WHAT TO DO:
[1] Could you echo the part of the Zoobomb sculpture passage between "It was three" and "part of it.", inclusive?
[2] How might the passage on the Zoobomb bike sculpture dedication go on? Write a continuation that picks up after its final sentence.

DOCUMENT EXCERPT:
It was three or four years ago that Mr. Handsome said, 'you know what, we need a place to catalog and store our bikes' ... He said we want to do a sculpture ... and he said, 'Oh and we want you to pay for it!' ... Portland's bike culture is not only fun, it's absolutely necessary for the future success of this city, to reduce our footprint on the environment, to make ourselves a lot more healthy ... and it's great, quirky stuff like this that makes Portland, Portland, and I was really proud be a little part of it.

Following Adams' speech, attendees created the first pile of small bicycles. One participant, who was one of the first women of Zoobomb, said about the creation of the first new pile: "I pushed through the crowd and handed it forth, bowing in honor of the golden b(eye)cycle winking in the sun. As I retreated to the crowd, my whole body was shaking. My hands were in disbelief. I paced in a circle and half-sigh/half-laughed and this darn smile was holding me so tight, I felt like the kiln was burning it into my clay, smile-shaped cheeks forever." A long chain was wrapped through each of the nearly twenty bicycles, which were locked to the sculpture by Adams. Event attendees then posed for a group picture, and sang a song called "16" Rims", a parody of Janis Joplin's "Mercedez Benz". The commemoration ended with "dancing in the streets" and music by The Sprockettes.

DATA PROVIDED:

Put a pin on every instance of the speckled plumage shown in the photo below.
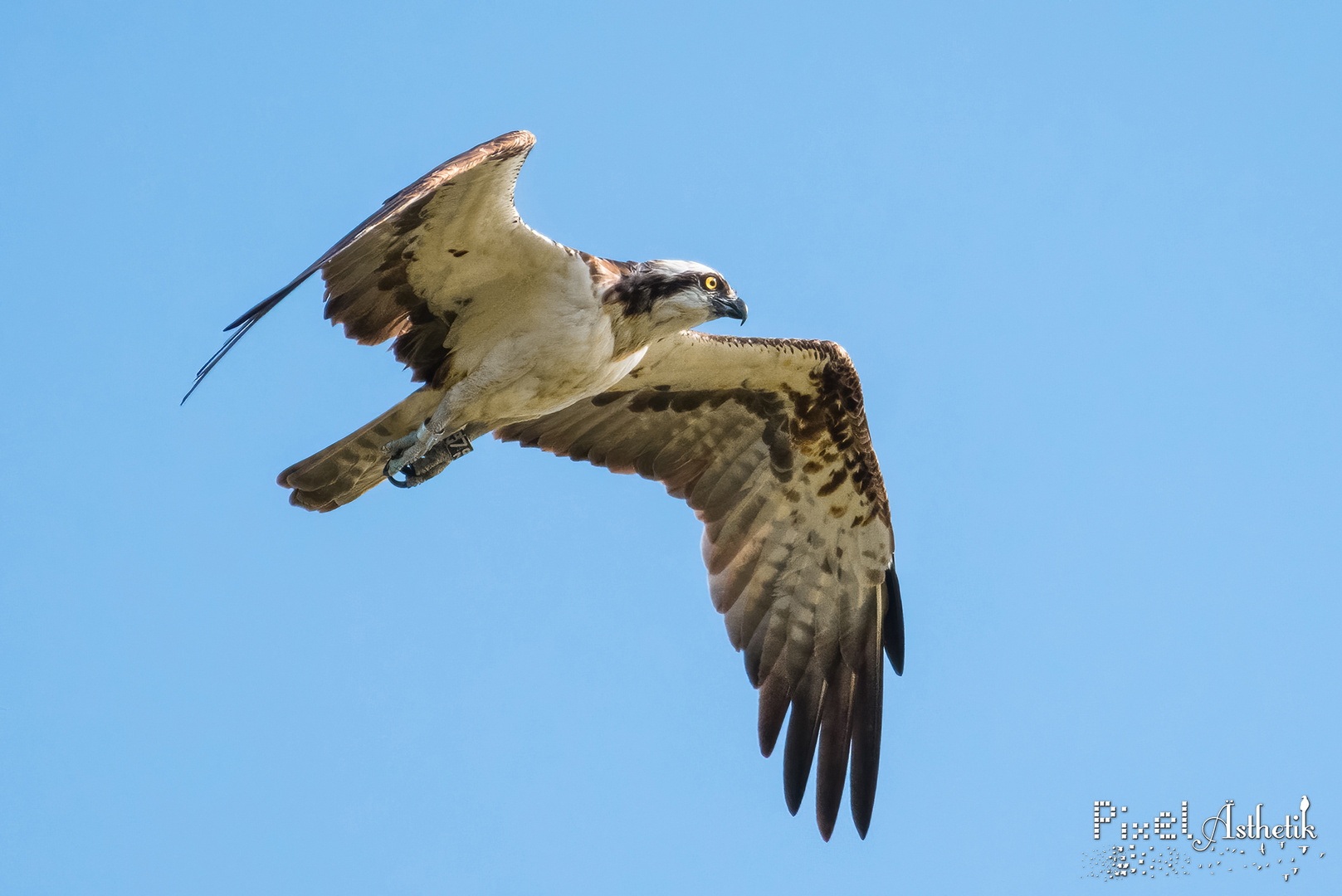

ANSWER LIST:
[1]
It was three or four years ago that Mr. Handsome said, 'you know what, we need a place to catalog and store our bikes' ... He said we want to do a sculpture ... and he said, 'Oh and we want you to pay for it!' ... Portland's bike culture is not only fun, it's absolutely necessary for the future success of this city, to reduce our footprint on the environment, to make ourselves a lot more healthy ... and it's great, quirky stuff like this that makes Portland, Portland, and I was really proud be a little part of it.

[2]
==Reception==
Jonathan Maus of BikePortland.org described the sculpture as a "functional work of public art that will serve not just as a place to store Zoobomb bikes and equipment, but as a visual testimony to what makes Portland, Portland", and called the day of its installation one that "will live forever in Portland's bike-cultural history". Furthermore, he said the work recognizes Zoobomb as a tradition, a "civic and cultural institution with deep connections" to the city. In his coverage of the dedication ceremony, Maus wrote: "It's important to remember that this is not just for Zoobomb. It's for all of us. It's from a City that encourages and recognizes the power of creative expression and activism embodied not just in a physical monument, but in the spirit of every Portlander." In Frommer's: Portland Day by Day, author Julian Smith called the sculpture a "pile on a pole" and included it in a list of "offbeat" city attractions. Other general Portland guidebooks like Falcon Guides and Moon Guides hail the sculpture as a city attraction, as do bicycling-specific guides.